::: INPUT MATERIAL
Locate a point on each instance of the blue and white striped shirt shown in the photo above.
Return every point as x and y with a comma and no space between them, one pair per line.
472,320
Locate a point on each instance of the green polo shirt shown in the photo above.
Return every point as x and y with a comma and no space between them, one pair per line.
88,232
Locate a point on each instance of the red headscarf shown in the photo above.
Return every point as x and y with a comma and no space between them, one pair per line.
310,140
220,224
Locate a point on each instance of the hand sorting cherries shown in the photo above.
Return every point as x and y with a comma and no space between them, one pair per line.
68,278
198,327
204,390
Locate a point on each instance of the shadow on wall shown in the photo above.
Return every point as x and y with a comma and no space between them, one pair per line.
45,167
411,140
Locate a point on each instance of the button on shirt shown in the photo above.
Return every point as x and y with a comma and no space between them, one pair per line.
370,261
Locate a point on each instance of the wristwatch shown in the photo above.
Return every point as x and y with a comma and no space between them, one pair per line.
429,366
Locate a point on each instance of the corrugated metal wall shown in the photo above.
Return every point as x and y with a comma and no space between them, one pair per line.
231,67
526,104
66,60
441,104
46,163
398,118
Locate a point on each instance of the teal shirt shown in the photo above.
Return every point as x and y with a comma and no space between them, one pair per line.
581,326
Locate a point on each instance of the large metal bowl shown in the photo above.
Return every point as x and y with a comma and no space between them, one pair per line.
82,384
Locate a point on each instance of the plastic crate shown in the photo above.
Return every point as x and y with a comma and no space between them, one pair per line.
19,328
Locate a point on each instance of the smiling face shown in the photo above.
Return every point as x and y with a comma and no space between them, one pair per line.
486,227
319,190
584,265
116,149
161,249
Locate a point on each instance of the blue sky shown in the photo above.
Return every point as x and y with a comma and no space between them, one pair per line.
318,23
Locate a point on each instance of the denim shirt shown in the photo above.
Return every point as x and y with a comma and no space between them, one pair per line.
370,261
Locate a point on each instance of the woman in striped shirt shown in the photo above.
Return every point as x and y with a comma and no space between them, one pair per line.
::::::
Return the span of lines in the data above that opens at the line with "Locate a point on each instance of the shadow" and closes at the line with "Locate a point on each instance of the wristwatch", exactly, ends included, nothing else.

Locate a point on each instance of the shadow on wall shown in the photo above.
Return every point as x and y with a comma and no space between them, one pair per line.
45,167
411,140
Locate a point on each instance of the button on shirt shown in the photo above.
Return every point as x and y with a comma and no space between them, one pair per line.
370,261
Locate a point on each instance of the wristwatch shown in the photo above.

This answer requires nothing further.